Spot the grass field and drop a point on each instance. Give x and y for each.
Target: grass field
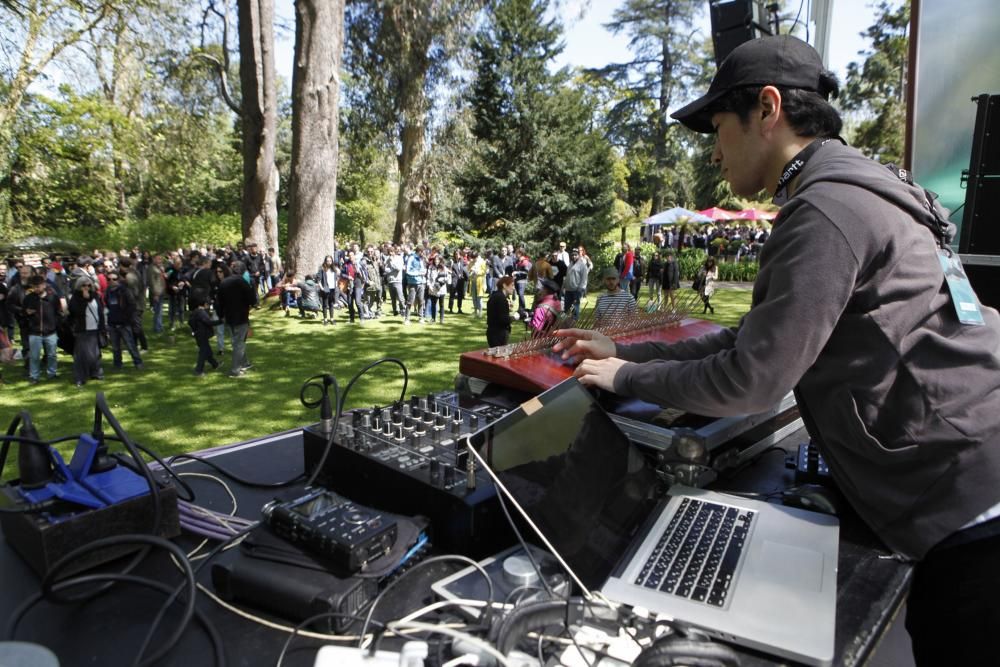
(168, 409)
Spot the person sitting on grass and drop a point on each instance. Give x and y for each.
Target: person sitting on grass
(308, 296)
(202, 327)
(288, 291)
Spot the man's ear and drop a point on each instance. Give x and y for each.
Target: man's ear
(770, 107)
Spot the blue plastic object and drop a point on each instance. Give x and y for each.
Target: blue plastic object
(77, 486)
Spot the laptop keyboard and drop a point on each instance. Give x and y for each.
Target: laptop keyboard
(697, 555)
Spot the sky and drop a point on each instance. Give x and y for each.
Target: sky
(589, 44)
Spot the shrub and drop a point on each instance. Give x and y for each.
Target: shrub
(158, 232)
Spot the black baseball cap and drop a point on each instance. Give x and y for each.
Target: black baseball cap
(779, 60)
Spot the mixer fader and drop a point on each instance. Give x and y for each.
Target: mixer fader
(410, 457)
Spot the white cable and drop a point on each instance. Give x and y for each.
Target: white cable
(304, 633)
(218, 480)
(450, 603)
(215, 516)
(270, 624)
(445, 630)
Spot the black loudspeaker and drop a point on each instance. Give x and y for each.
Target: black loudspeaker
(981, 218)
(732, 24)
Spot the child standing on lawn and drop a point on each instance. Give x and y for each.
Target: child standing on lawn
(203, 328)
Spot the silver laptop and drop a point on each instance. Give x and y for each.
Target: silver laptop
(748, 572)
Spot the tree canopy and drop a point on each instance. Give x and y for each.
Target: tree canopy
(453, 119)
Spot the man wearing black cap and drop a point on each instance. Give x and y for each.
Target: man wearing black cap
(897, 377)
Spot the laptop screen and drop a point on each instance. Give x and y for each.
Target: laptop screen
(575, 474)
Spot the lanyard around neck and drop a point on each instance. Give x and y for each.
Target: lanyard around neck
(797, 163)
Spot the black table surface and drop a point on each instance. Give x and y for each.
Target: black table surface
(109, 629)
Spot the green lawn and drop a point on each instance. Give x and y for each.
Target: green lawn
(169, 410)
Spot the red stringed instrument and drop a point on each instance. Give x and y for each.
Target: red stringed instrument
(538, 371)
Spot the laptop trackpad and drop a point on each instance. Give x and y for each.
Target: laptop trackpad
(791, 566)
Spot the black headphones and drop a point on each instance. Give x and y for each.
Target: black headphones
(677, 650)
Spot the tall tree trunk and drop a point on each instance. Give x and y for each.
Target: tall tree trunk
(319, 41)
(259, 210)
(662, 109)
(411, 221)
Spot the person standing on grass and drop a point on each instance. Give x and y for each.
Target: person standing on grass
(237, 297)
(459, 279)
(121, 314)
(477, 282)
(894, 361)
(615, 301)
(202, 326)
(156, 284)
(575, 283)
(654, 278)
(328, 276)
(41, 310)
(498, 315)
(87, 318)
(671, 277)
(133, 282)
(707, 276)
(416, 279)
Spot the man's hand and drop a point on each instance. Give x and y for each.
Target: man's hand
(599, 372)
(583, 344)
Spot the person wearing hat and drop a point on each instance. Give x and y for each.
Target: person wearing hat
(898, 381)
(615, 301)
(547, 307)
(575, 283)
(87, 317)
(498, 315)
(562, 255)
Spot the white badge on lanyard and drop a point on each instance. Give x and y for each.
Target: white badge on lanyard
(962, 295)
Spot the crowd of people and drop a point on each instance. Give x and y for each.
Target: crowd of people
(716, 239)
(86, 303)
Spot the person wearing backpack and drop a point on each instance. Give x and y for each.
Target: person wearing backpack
(861, 307)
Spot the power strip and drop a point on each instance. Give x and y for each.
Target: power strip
(412, 655)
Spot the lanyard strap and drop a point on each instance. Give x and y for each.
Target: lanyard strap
(796, 164)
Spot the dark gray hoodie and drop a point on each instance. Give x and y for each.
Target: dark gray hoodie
(851, 310)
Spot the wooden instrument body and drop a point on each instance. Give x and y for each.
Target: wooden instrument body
(534, 373)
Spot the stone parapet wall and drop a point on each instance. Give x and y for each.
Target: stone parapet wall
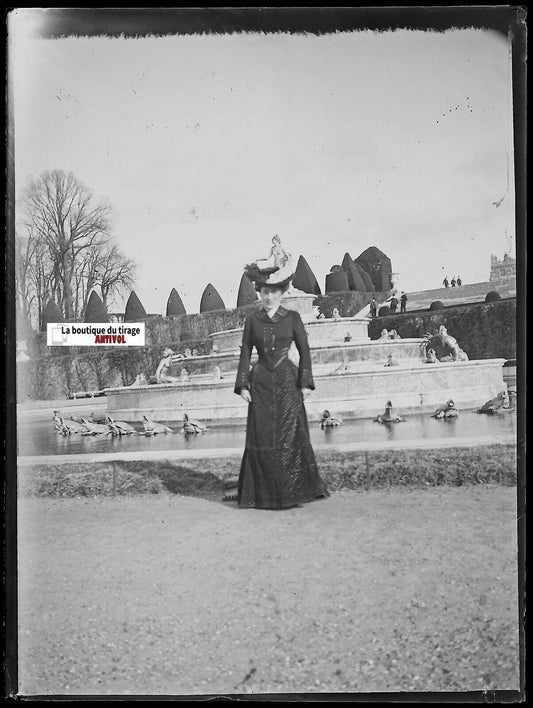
(482, 330)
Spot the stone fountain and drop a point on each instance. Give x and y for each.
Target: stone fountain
(353, 375)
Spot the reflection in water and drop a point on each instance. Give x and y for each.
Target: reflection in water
(37, 436)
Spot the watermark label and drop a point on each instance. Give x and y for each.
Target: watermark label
(85, 334)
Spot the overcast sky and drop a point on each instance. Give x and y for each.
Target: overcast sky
(206, 146)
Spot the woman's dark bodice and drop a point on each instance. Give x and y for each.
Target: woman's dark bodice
(272, 338)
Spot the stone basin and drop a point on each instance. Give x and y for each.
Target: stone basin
(363, 354)
(318, 331)
(411, 387)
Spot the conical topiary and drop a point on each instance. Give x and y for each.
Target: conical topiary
(337, 282)
(367, 280)
(95, 310)
(175, 306)
(211, 300)
(134, 309)
(378, 266)
(247, 294)
(355, 281)
(304, 278)
(51, 313)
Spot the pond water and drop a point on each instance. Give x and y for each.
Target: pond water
(37, 436)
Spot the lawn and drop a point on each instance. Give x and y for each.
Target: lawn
(385, 590)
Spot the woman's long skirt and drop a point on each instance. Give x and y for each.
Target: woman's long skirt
(278, 468)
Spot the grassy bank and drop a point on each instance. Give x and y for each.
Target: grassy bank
(208, 478)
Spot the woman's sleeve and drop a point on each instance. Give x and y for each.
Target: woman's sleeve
(305, 375)
(243, 372)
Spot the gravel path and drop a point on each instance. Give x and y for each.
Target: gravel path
(377, 591)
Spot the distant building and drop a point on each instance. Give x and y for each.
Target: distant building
(502, 268)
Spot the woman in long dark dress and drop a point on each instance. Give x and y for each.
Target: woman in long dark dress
(278, 469)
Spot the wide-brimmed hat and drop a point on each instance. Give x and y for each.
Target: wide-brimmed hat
(272, 277)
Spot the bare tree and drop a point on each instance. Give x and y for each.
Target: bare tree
(115, 273)
(65, 216)
(64, 248)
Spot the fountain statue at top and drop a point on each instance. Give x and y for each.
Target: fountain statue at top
(348, 368)
(279, 265)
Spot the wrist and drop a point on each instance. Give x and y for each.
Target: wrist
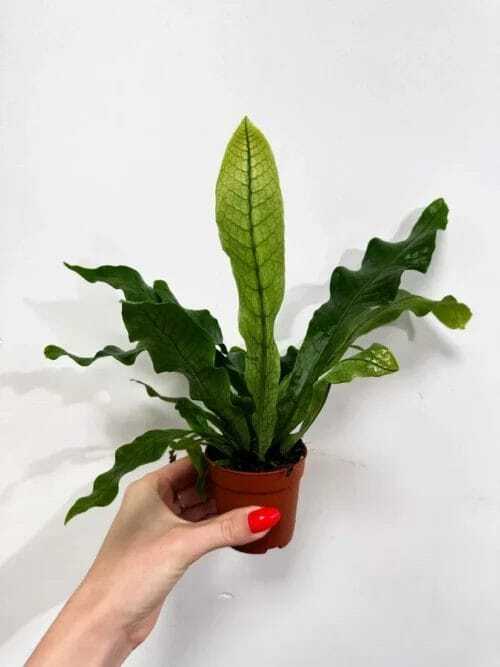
(88, 631)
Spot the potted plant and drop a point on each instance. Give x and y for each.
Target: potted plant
(249, 409)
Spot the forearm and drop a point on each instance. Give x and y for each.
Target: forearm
(86, 633)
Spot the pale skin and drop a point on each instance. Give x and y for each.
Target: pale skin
(161, 528)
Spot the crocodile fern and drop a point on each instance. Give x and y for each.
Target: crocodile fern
(249, 408)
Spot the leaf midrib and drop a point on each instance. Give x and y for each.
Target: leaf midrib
(260, 289)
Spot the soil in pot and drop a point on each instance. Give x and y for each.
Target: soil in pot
(277, 488)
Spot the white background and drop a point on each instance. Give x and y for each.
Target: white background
(114, 117)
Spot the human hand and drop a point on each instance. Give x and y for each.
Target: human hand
(161, 528)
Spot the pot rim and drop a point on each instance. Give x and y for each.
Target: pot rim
(245, 473)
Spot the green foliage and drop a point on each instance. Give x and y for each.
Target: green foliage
(251, 406)
(249, 212)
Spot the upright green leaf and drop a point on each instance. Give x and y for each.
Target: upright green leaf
(176, 343)
(356, 298)
(147, 448)
(249, 212)
(126, 357)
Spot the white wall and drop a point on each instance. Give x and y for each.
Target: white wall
(114, 116)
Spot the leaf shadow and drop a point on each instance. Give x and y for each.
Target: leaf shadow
(307, 295)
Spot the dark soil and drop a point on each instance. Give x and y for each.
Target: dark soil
(249, 462)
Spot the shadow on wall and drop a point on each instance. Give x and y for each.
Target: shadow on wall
(48, 568)
(306, 295)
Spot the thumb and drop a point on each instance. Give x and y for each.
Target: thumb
(234, 528)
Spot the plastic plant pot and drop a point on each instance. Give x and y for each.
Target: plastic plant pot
(279, 488)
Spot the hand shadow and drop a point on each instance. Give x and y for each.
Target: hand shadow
(48, 567)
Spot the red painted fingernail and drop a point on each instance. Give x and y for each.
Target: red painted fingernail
(263, 519)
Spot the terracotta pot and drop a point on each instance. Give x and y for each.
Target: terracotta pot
(279, 488)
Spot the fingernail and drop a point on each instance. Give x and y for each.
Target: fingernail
(263, 519)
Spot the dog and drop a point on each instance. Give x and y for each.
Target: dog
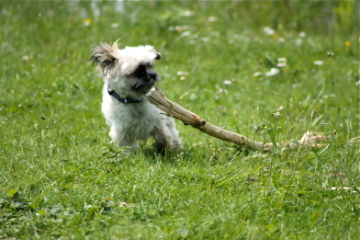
(129, 76)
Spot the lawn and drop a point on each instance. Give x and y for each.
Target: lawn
(269, 70)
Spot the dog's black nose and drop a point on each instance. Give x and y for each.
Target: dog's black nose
(152, 76)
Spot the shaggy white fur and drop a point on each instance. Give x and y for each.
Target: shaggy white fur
(129, 73)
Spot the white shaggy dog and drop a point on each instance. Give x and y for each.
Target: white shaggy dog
(128, 76)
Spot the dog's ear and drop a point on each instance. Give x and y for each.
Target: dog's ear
(105, 56)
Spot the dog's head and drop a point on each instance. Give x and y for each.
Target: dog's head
(130, 69)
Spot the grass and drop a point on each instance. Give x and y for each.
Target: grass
(60, 178)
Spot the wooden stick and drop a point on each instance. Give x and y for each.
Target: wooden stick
(156, 97)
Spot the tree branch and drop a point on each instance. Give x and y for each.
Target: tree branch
(156, 97)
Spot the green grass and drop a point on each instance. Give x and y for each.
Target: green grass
(60, 178)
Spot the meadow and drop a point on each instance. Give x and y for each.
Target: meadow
(269, 70)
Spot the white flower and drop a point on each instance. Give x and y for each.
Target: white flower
(302, 34)
(188, 13)
(272, 72)
(186, 33)
(269, 31)
(318, 62)
(180, 73)
(256, 74)
(212, 19)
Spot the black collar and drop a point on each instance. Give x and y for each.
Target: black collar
(123, 100)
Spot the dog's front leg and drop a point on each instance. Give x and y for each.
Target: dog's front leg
(122, 140)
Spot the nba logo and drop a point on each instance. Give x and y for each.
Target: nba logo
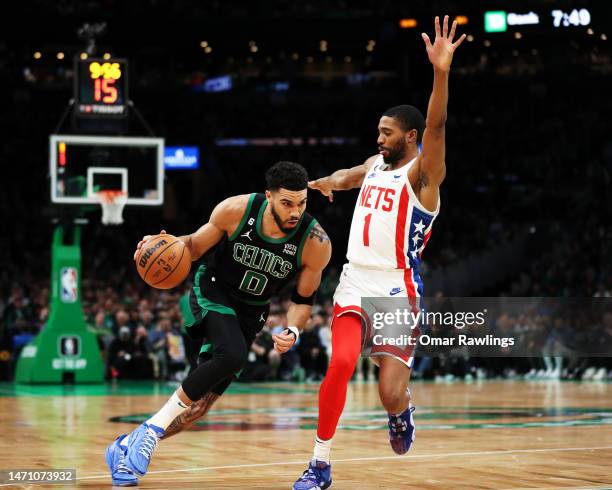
(68, 285)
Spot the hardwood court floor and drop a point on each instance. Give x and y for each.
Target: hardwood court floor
(480, 435)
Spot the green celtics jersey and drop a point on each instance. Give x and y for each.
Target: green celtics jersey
(250, 266)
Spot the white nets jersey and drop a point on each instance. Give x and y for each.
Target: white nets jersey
(390, 227)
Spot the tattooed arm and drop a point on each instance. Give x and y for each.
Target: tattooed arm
(196, 411)
(315, 257)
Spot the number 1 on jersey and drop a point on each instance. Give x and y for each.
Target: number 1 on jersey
(366, 230)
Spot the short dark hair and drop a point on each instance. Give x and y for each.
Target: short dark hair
(409, 118)
(288, 175)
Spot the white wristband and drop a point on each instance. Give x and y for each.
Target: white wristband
(295, 331)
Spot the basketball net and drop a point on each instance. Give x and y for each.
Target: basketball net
(112, 202)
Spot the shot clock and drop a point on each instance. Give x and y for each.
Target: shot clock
(101, 88)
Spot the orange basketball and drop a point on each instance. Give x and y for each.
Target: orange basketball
(163, 262)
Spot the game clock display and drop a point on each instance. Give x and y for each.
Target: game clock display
(101, 88)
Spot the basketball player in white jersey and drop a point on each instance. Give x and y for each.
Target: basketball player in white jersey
(392, 222)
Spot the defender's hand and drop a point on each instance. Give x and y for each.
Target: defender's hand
(144, 240)
(440, 53)
(283, 342)
(324, 186)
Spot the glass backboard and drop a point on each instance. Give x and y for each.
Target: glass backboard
(80, 166)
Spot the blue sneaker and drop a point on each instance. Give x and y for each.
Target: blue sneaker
(141, 445)
(316, 477)
(402, 430)
(121, 475)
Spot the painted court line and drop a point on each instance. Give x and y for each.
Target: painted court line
(372, 458)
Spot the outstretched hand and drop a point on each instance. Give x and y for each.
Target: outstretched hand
(440, 53)
(144, 240)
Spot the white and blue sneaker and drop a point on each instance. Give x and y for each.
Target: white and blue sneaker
(141, 444)
(402, 430)
(121, 475)
(316, 477)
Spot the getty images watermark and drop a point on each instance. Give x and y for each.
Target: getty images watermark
(488, 326)
(389, 325)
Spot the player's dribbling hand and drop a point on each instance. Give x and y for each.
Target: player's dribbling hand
(283, 342)
(144, 240)
(323, 186)
(440, 53)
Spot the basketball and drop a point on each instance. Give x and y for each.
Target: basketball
(163, 262)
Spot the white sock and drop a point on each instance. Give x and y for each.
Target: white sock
(322, 449)
(172, 409)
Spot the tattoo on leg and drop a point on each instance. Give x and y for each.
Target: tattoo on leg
(197, 410)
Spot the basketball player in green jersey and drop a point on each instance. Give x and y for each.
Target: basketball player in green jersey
(253, 245)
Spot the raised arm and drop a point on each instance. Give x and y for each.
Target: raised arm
(315, 257)
(342, 180)
(431, 165)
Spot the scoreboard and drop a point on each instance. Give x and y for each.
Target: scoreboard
(101, 88)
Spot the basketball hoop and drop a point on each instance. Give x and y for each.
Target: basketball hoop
(112, 202)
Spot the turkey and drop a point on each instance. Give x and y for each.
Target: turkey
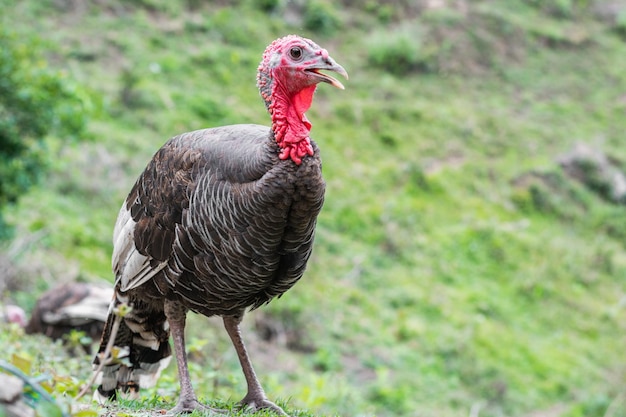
(221, 221)
(73, 306)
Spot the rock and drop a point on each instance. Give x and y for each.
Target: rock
(597, 171)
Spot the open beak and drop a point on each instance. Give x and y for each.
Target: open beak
(330, 66)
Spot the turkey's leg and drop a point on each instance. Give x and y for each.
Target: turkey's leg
(187, 400)
(255, 399)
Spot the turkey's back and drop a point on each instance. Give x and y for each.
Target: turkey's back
(218, 221)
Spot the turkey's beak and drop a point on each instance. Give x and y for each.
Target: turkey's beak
(329, 65)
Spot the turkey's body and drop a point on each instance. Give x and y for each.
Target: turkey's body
(221, 220)
(229, 223)
(216, 223)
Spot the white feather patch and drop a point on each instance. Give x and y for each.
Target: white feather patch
(131, 267)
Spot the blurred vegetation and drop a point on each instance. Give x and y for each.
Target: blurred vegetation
(36, 101)
(459, 269)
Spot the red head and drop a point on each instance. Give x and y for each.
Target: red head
(287, 78)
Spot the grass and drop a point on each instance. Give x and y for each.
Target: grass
(446, 278)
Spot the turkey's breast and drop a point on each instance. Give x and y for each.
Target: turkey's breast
(218, 221)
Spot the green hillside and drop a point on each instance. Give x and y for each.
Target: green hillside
(459, 268)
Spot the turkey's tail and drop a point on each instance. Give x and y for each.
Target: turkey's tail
(141, 350)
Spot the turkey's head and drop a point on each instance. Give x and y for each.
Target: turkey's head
(287, 78)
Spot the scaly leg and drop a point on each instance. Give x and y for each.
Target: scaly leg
(255, 399)
(187, 400)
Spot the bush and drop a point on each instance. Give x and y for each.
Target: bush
(35, 102)
(400, 52)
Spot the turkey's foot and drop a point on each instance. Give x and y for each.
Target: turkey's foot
(188, 406)
(254, 404)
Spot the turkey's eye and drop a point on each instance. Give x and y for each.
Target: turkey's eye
(295, 53)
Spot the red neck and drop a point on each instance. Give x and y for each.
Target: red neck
(290, 125)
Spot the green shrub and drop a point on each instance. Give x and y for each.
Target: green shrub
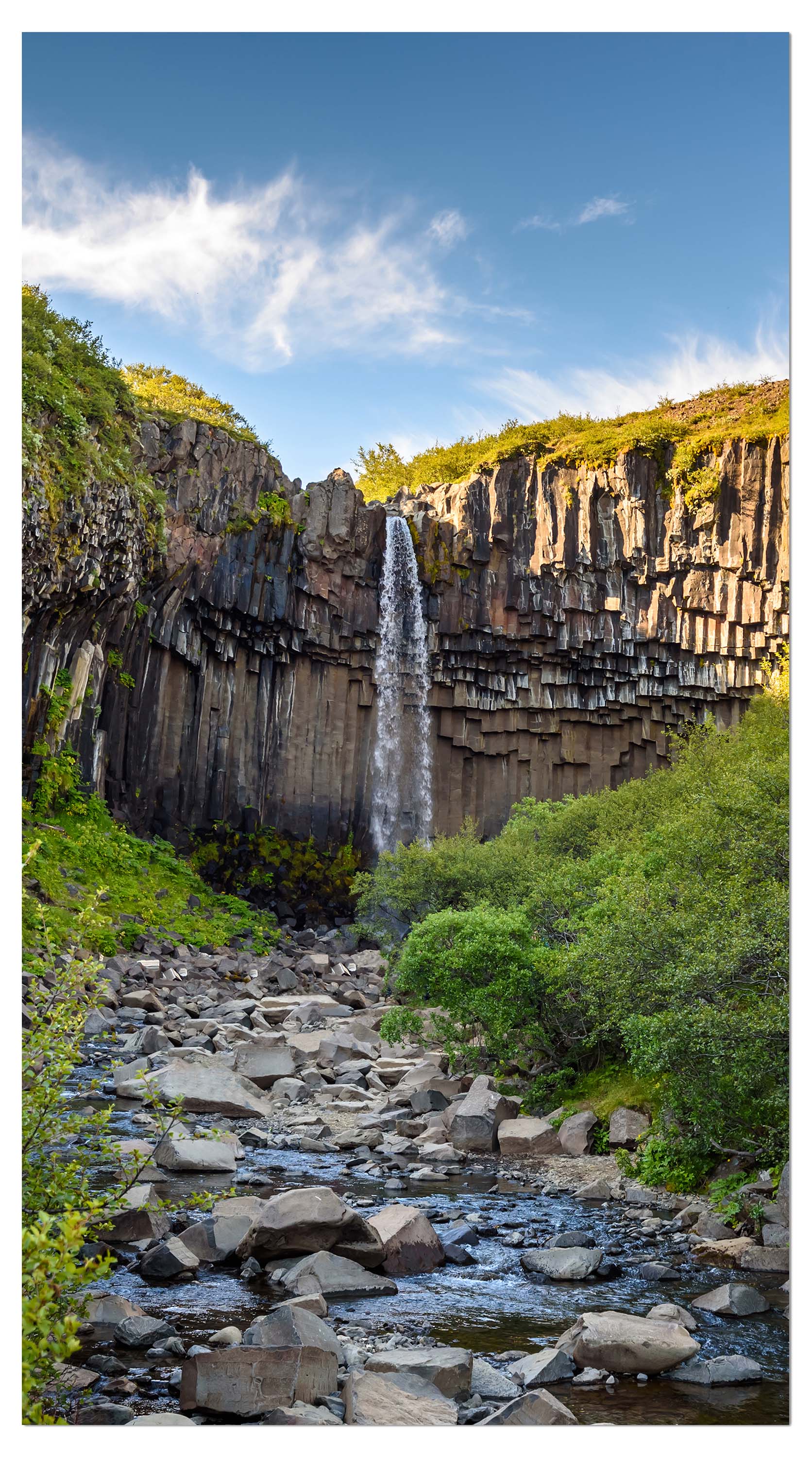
(158, 390)
(681, 435)
(652, 923)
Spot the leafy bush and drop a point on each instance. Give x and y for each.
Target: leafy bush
(148, 886)
(678, 435)
(652, 924)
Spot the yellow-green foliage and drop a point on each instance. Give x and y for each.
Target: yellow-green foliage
(159, 390)
(687, 430)
(79, 417)
(145, 882)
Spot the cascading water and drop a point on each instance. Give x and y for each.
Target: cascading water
(401, 765)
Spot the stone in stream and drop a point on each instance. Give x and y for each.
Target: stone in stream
(678, 1313)
(107, 1312)
(267, 1060)
(104, 1414)
(626, 1127)
(395, 1401)
(203, 1089)
(718, 1372)
(627, 1344)
(140, 1332)
(251, 1380)
(196, 1156)
(534, 1409)
(575, 1134)
(140, 1220)
(543, 1367)
(489, 1383)
(476, 1121)
(732, 1300)
(410, 1242)
(562, 1264)
(215, 1240)
(336, 1278)
(293, 1326)
(306, 1220)
(168, 1259)
(447, 1367)
(162, 1420)
(527, 1137)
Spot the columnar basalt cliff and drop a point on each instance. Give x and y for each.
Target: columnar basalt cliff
(575, 617)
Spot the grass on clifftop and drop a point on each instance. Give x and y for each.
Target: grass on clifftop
(692, 429)
(148, 888)
(158, 390)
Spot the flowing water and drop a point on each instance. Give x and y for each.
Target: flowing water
(491, 1306)
(401, 765)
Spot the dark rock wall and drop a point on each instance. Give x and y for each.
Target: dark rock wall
(575, 617)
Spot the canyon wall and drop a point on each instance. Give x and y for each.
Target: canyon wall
(575, 617)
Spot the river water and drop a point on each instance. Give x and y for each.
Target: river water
(491, 1306)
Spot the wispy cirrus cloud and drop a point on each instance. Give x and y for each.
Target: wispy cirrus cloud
(448, 228)
(693, 363)
(261, 274)
(590, 213)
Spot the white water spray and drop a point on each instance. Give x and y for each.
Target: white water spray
(401, 765)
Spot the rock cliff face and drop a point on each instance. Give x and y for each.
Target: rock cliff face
(575, 617)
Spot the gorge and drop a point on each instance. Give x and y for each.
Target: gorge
(575, 617)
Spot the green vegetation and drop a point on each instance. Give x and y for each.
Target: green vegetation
(270, 508)
(79, 417)
(639, 936)
(146, 885)
(677, 436)
(162, 392)
(266, 866)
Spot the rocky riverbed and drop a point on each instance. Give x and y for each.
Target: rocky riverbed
(388, 1245)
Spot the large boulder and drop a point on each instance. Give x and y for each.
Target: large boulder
(543, 1367)
(718, 1372)
(336, 1278)
(305, 1220)
(251, 1380)
(534, 1409)
(626, 1127)
(528, 1137)
(140, 1332)
(627, 1344)
(732, 1300)
(266, 1060)
(196, 1156)
(562, 1264)
(139, 1220)
(168, 1259)
(216, 1240)
(293, 1326)
(575, 1134)
(203, 1087)
(395, 1401)
(410, 1243)
(447, 1367)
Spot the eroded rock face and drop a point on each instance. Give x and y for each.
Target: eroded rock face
(575, 615)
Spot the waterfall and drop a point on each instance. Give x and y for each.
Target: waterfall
(401, 764)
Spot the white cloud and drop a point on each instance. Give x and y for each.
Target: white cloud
(540, 220)
(590, 213)
(448, 228)
(603, 207)
(260, 274)
(694, 363)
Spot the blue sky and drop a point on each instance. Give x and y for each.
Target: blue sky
(362, 238)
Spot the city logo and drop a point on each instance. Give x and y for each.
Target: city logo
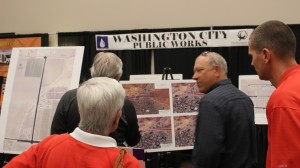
(242, 35)
(102, 42)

• **Task instructions**:
Pictures are left out; print exactly the lines from the one holding "Spot the eroded" through the last line of the listing above, both included.

• **Task solution**:
Spot the eroded rock face and drop a point on each instance. Give x and y for each.
Target: eroded rock face
(575, 615)
Spot the waterfall and drop a point on each instance. Give x and y for each.
Target: waterfall
(401, 764)
Spot the white cloud and drop a point on each instance. Give x and y for each.
Target: white cloud
(540, 220)
(590, 213)
(448, 228)
(603, 207)
(260, 274)
(694, 363)
Spot the blue sky and drop a point on each instance. Give x and y for each.
Target: blue sky
(362, 238)
Spot the city logo and drop a point on each instance. Give x and y for each.
Target: city logo
(242, 35)
(102, 42)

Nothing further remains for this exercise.